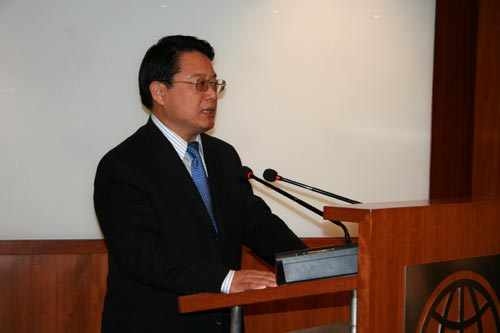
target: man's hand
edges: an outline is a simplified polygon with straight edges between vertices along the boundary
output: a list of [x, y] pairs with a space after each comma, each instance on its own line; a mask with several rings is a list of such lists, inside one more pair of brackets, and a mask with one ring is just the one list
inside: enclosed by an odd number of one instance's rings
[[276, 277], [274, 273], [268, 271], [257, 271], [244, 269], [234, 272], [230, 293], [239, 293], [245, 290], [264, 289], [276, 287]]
===
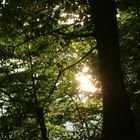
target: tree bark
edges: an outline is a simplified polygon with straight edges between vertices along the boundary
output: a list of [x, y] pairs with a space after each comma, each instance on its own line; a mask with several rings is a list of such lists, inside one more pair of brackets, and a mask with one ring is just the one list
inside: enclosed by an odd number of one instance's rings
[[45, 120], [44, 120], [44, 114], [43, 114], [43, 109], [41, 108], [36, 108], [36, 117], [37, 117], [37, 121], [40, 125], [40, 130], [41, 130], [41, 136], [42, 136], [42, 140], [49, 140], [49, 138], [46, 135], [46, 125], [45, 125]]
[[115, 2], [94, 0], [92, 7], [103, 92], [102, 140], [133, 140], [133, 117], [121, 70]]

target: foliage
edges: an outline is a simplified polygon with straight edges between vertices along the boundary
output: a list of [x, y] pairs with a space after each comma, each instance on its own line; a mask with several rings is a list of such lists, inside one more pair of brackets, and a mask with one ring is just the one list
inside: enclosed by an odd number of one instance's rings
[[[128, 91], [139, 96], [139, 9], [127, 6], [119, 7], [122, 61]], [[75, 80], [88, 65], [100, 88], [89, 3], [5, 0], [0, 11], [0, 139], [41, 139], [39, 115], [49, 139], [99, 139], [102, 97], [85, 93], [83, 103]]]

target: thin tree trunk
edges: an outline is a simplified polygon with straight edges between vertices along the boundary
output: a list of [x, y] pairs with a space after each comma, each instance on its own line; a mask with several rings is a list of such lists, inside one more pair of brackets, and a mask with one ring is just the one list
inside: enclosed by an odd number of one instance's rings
===
_TASK DETAILS:_ Copy the lines verbatim, starting at the line containing "target: man's hand" and ending with the line containing "289], [276, 287]]", both included.

_CORRECT RESPONSE:_
target: man's hand
edges: an outline is a simplified polygon with straight edges between vertices along the boundary
output: a list of [x, y] pairs with a space after each comma, each instance on its own line; a mask with several rings is a list of such lists, inside one more pair of brackets, and a mask with one ring is just the one list
inside: enclosed by an odd number of one instance's rings
[[276, 277], [274, 273], [268, 271], [257, 271], [244, 269], [234, 272], [230, 293], [239, 293], [245, 290], [264, 289], [276, 287]]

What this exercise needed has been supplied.